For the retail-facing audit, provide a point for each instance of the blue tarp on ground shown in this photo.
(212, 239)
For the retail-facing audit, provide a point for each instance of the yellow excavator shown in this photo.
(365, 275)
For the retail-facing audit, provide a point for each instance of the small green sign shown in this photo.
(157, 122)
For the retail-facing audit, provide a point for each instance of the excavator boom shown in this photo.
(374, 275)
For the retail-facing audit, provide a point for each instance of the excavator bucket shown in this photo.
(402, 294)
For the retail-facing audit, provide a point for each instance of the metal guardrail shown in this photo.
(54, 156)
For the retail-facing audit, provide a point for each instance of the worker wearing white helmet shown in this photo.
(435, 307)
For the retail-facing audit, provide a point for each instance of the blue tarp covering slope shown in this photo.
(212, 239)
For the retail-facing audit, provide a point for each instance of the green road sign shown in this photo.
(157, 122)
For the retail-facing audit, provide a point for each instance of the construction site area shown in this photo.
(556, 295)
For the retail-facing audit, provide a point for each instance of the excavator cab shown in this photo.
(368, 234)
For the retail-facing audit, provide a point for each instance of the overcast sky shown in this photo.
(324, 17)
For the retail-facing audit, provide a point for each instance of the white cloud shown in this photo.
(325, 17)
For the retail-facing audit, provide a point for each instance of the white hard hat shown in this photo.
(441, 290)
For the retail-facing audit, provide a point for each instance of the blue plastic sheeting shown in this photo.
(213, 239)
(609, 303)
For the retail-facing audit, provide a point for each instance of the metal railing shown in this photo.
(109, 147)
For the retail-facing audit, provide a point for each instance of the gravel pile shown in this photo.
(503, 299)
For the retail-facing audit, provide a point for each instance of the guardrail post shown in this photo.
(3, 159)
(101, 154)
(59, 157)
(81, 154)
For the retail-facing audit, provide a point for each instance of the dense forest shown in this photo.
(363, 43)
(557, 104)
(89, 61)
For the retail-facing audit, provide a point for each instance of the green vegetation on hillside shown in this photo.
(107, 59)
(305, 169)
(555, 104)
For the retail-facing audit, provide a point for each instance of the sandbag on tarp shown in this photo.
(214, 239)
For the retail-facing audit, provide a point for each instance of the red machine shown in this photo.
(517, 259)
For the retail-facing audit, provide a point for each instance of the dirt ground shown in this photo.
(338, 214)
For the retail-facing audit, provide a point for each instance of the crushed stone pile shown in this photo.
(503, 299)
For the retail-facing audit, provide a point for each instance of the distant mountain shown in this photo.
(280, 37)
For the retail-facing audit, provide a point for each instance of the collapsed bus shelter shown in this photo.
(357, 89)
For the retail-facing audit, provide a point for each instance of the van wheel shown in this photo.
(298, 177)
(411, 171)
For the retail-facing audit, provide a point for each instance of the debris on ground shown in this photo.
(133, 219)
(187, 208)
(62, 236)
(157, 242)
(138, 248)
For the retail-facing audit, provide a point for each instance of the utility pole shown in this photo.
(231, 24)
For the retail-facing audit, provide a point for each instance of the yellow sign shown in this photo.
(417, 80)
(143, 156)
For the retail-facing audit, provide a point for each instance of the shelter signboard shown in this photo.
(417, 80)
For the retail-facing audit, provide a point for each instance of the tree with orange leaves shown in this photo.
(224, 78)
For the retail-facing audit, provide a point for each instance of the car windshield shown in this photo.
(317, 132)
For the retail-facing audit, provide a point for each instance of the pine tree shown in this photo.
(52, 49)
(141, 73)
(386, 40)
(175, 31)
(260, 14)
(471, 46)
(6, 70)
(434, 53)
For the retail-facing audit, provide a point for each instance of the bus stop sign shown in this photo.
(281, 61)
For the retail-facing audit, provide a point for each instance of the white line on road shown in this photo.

☆ ☆ ☆ ☆ ☆

_TASK TO CARRY OUT_.
After reading the material above, repeat all of it exactly.

_WRITTEN SOLUTION_.
For the retail-facing audit, provide a point for each instance of the blue tarp on ground shown in this photo.
(212, 239)
For the retail-facing audit, provide a point for each instance of the yellow excavator shown in this photo.
(365, 275)
For the retail-facing audit, provide a point for each instance of the small green sign shown in this photo.
(157, 122)
For the retail-facing audit, provide a point for each instance of the excavator boom shown in this photo.
(374, 275)
For the retail-facing audit, provide a point for each instance of the excavator bucket shown in this photo.
(402, 294)
For the retail-facing audit, provide a point for each instance of the metal guardrail shown in this photo.
(54, 156)
For the retail-facing audit, provide a point for each instance of the worker wearing white helmet shown in this photo.
(435, 307)
For the retail-facing audit, provide a point for each instance of the blue tarp covering slope shown in this photo.
(212, 239)
For the retail-facing audit, provide a point for each instance of the green road sign shown in this photo.
(157, 122)
For the retail-facing audit, provide a point for each instance of the construction site area shown in this photo.
(556, 295)
For the retail-facing audit, provide a point for each instance of the excavator cab shown in this photo.
(368, 234)
For the retail-facing audit, provide a point for each instance of the overcast sky shown in this photo.
(324, 17)
For the retail-facing audit, provide a point for each instance of the white cloud shown in this photo.
(325, 17)
For the retail-facing audit, provide a point for each instance of the white hard hat shown in this photo.
(441, 290)
For the retail-facing audit, provide a point for each instance of the blue plastic sheeting shown in this photo.
(213, 239)
(609, 303)
For the retail-facing audit, provide a point for each instance of the metal railing shown in this photo.
(109, 147)
For the retail-facing audit, provide a point for each instance of the gravel pile shown in this photo.
(503, 299)
For the retail-facing audit, provide a point for each instance of the guardrail post shown in this photo.
(3, 159)
(101, 154)
(59, 157)
(81, 154)
For the retail-facing audit, provide a point for each instance of the dense forest shown in this photo.
(363, 43)
(557, 104)
(89, 61)
For the retail-facing audit, provide a point for each instance of the green vegetation on hillside shown in this photo.
(107, 59)
(305, 169)
(555, 104)
For the retail-facing audit, provide a point for each instance of the sandbag on tarp shown in this photo.
(214, 239)
For the retail-facing audit, provide a point for each instance of the red machine shown in this photo.
(517, 259)
For the retail-facing audit, provide a point for each instance of the dirt ground shown in this photo.
(338, 214)
For the retail-facing audit, provide a point for each instance of the crushed stone pile shown in this photo.
(503, 299)
For the retail-facing audit, provide a point for each instance of the distant mountain shown in this photo.
(280, 37)
For the retail-facing audit, provide a point for each instance of the collapsed bus shelter shown in this photo.
(357, 89)
For the retail-facing audit, provide a point for each instance of the van wheel shown in this photo.
(298, 177)
(411, 171)
For the retail-facing audit, provide a point for each instance of the debris on ground shown in this photo.
(133, 219)
(187, 208)
(62, 236)
(157, 242)
(138, 248)
For the retail-facing audit, provide a point for each instance of the utility pole shown in this photo.
(231, 24)
For the retail-facing audit, provide a point for each instance of the yellow sign shown in this photo.
(417, 80)
(143, 156)
For the retail-facing audit, provide a point for each instance of the shelter signboard shown in this photo.
(417, 80)
For the retail-facing audit, provide a point for each instance of the tree with orange leaves shown in this photo.
(224, 78)
For the retail-facing audit, provide a point for each instance of the car windshield shown in this photo.
(317, 132)
For the retail-facing audit, provide a point for each instance of the pine tree shown in this photo.
(52, 49)
(141, 73)
(386, 40)
(175, 31)
(260, 14)
(471, 46)
(6, 70)
(434, 53)
For the retail-facing audit, provide a point for each instance of the bus stop sign shown in this photo.
(281, 61)
For the retail-facing audit, provide a point for each instance of the white line on road shown in this photo.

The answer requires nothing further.